• **EXERCÍCIO CURTO 1**
Resume a reportagem em duas frases.
---------- EXCERTO
“Começas já esta segunda-feira, podes trazer mais quatro ciganos”: acabou desta maneira Serafim vs. o Chega

10 mai, 22:00
Reportagem com o Chega em Vila Real

REPORTAGEM || Um homem cigano irrompeu pelo mercado adentro em dia de arruada do Chega em Vila Real. Serafim esteve preso por tráfico, está hoje em precária e concluiu que "é injusto vender droga". A campanha para umas legislativas é um lugar de histórias (às vezes) imprevisíveis — esta envolve até ofertas de emprego. Mas a campanha para as legislativas também é (às vezes) um lugar de aborrecimentos

Já começa a ficar monótona a campanha. 

Pelo menos algo repetitiva e sensaborona. As arruadas, como a deste sábado, em Vila Real — que começou numa visita a  um mercado às moscas —, por norma não ultrapassam as poucas dezenas de pessoas e o aparelho logo desata a preenchê-las de bandeiras e camisolas — e quando Ventura se desfila pela rua em percursos de poucos metros, poucos minutos, este sábado foram só 20, do mercado até à Sé, atrai curiosos, procura alguns, mas está longe da unanimidade, é também vaiado à passagem e continua a trabalhar para as TV, com acenos para locais onde ninguém está ou lhe acena de volta.
--------------------
• **EXERCÍCIO CURTO 2**
Dispõe em tabela Markdown, com as colunas «N.º» e «Conteúdo», o trecho da listagem que vai do início até à linha que contém "160], [109, 147]]", inclusive. Numera cada linha e deixa de fora as linhas em branco.
---------- ENTRADAS FORNECIDAS
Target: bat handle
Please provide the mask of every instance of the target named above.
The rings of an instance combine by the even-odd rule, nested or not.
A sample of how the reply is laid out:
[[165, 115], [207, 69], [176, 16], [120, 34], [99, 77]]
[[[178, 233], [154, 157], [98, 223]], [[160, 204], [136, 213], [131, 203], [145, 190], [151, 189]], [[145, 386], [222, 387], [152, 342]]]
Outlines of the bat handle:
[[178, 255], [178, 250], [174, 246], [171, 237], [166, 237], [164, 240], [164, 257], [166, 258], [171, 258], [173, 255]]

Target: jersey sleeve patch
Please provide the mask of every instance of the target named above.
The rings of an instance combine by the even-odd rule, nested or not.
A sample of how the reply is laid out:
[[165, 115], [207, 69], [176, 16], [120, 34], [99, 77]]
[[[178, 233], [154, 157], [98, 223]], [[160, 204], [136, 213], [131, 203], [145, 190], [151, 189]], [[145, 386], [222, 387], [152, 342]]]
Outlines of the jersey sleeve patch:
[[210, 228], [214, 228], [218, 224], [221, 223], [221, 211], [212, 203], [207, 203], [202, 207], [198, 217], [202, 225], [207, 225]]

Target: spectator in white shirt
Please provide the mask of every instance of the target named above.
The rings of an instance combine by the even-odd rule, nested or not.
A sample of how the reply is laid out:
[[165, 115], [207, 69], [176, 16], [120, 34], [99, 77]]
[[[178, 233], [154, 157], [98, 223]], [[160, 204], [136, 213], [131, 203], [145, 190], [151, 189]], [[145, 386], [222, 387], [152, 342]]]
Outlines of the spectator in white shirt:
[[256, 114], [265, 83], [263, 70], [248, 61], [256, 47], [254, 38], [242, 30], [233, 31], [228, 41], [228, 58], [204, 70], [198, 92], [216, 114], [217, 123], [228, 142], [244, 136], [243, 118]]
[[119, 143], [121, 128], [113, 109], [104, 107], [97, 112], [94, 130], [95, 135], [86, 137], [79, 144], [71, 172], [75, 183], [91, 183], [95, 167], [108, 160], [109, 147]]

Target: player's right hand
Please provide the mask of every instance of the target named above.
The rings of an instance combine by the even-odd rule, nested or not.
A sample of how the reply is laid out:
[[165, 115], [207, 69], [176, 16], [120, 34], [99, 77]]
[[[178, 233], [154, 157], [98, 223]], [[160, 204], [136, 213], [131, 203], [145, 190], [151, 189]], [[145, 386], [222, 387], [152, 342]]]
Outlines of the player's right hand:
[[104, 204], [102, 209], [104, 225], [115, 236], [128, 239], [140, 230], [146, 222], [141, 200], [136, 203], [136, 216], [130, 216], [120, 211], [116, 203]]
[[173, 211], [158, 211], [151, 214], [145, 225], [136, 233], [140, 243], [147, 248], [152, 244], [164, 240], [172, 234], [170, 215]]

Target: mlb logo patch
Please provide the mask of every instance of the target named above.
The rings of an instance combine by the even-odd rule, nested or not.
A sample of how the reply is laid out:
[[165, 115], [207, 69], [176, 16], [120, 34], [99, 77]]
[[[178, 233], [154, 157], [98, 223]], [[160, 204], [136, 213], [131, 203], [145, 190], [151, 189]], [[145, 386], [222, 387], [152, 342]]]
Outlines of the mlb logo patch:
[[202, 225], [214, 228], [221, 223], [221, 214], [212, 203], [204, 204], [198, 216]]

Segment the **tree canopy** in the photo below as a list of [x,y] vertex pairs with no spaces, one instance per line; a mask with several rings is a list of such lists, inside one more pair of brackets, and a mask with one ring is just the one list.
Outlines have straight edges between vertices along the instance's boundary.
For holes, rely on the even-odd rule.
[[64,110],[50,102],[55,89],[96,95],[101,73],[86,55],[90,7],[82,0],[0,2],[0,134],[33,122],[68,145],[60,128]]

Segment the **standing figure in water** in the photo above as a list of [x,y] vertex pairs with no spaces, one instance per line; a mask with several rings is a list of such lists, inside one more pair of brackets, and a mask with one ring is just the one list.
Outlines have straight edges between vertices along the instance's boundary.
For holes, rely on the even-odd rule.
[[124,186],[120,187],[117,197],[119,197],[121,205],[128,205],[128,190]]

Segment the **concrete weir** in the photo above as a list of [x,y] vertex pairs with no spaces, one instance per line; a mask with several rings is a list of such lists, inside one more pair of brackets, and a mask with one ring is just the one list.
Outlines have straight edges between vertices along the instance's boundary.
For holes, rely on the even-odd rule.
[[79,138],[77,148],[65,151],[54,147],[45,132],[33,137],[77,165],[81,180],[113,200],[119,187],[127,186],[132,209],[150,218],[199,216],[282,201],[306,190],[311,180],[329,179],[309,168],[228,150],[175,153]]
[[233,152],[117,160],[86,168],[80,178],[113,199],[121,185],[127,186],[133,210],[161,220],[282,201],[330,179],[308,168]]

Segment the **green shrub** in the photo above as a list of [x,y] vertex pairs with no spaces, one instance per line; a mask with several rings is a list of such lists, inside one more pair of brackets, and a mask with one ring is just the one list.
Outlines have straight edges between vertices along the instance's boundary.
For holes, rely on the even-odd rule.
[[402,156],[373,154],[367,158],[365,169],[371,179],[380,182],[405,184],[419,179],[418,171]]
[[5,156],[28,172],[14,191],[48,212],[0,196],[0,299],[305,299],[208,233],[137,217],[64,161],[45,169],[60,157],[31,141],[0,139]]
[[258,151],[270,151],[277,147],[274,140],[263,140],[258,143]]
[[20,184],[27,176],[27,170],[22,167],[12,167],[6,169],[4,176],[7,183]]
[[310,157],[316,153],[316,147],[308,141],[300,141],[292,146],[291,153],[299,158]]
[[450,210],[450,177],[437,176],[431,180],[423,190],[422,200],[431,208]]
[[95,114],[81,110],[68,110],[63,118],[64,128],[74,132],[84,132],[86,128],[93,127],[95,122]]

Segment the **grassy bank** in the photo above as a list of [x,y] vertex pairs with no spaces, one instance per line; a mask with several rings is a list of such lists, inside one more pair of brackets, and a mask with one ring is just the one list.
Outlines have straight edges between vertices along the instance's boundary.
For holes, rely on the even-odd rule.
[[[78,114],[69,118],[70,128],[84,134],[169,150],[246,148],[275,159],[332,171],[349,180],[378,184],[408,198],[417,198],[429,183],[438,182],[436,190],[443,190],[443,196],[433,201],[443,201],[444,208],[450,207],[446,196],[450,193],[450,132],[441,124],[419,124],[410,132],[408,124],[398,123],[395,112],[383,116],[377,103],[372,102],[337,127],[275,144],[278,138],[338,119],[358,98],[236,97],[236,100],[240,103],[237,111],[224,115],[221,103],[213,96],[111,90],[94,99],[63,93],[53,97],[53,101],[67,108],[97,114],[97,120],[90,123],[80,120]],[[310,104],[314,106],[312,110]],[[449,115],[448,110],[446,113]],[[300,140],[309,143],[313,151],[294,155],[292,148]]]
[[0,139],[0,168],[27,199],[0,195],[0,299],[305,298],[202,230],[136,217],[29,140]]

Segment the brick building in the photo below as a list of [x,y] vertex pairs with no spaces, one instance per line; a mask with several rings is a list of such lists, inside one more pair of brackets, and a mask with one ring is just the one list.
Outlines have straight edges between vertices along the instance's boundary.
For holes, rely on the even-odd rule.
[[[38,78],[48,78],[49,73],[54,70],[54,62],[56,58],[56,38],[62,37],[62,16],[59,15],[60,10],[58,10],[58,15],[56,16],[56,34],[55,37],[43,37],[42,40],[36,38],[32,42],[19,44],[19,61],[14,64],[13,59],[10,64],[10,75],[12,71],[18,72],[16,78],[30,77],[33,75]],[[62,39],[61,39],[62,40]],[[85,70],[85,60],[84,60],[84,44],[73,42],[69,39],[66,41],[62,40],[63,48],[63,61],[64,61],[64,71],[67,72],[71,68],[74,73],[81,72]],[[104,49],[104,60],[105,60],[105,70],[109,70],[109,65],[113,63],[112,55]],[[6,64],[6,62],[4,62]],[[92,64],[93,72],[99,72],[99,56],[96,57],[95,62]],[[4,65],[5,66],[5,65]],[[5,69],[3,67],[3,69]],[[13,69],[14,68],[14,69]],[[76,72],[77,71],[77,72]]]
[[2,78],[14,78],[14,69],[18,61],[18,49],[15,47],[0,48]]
--------------------
• **RESPOSTA COMPLETA 1**
Num dia de arruada do Chega em Vila Real, um homem cigano, Serafim, que esteve preso por tráfico e está hoje em precária, irrompeu pelo mercado, concluiu que "é injusto vender droga", e a história envolveu até ofertas de emprego. A campanha já começa a ficar monótona, com arruadas que por norma não ultrapassam as poucas dezenas de pessoas, e Ventura, ao desfilar do mercado até à Sé, atrai curiosos mas também é vaiado à passagem.

• **RESPOSTA COMPLETA 2**
| N.º | Conteúdo |
|---|---|
| 1 | Target: bat handle |
| 2 | Please provide the mask of every instance of the target named above. |
| 3 | The rings of an instance combine by the even-odd rule, nested or not. |
| 4 | A sample of how the reply is laid out: |
| 5 | [[165, 115], [207, 69], [176, 16], [120, 34], [99, 77]] |
| 6 | [[[178, 233], [154, 157], [98, 223]], [[160, 204], [136, 213], [131, 203], [145, 190], [151, 189]], [[145, 386], [222, 387], [152, 342]]] |
| 7 | Outlines of the bat handle: |
| 8 | [[178, 255], [178, 250], [174, 246], [171, 237], [166, 237], [164, 240], [164, 257], [166, 258], [171, 258], [173, 255]] |
| 9 | Target: jersey sleeve patch |
| 10 | Please provide the mask of every instance of the target named above. |
| 11 | The rings of an instance combine by the even-odd rule, nested or not. |
| 12 | A sample of how the reply is laid out: |
| 13 | [[165, 115], [207, 69], [176, 16], [120, 34], [99, 77]] |
| 14 | [[[178, 233], [154, 157], [98, 223]], [[160, 204], [136, 213], [131, 203], [145, 190], [151, 189]], [[145, 386], [222, 387], [152, 342]]] |
| 15 | Outlines of the jersey sleeve patch: |
| 16 | [[210, 228], [214, 228], [218, 224], [221, 223], [221, 211], [212, 203], [207, 203], [202, 207], [198, 217], [202, 225], [207, 225]] |
| 17 | Target: spectator in white shirt |
| 18 | Please provide the mask of every instance of the target named above. |
| 19 | The rings of an instance combine by the even-odd rule, nested or not. |
| 20 | A sample of how the reply is laid out: |
| 21 | [[165, 115], [207, 69], [176, 16], [120, 34], [99, 77]] |
| 22 | [[[178, 233], [154, 157], [98, 223]], [[160, 204], [136, 213], [131, 203], [145, 190], [151, 189]], [[145, 386], [222, 387], [152, 342]]] |
| 23 | Outlines of the spectator in white shirt: |
| 24 | [[256, 114], [265, 83], [263, 70], [248, 61], [256, 47], [254, 38], [242, 30], [233, 31], [228, 41], [228, 58], [204, 70], [198, 92], [216, 114], [217, 123], [228, 142], [244, 136], [243, 118]] |
| 25 | [[119, 143], [121, 128], [113, 109], [104, 107], [97, 112], [94, 130], [95, 135], [86, 137], [79, 144], [71, 172], [75, 183], [91, 183], [95, 167], [108, 160], [109, 147]] |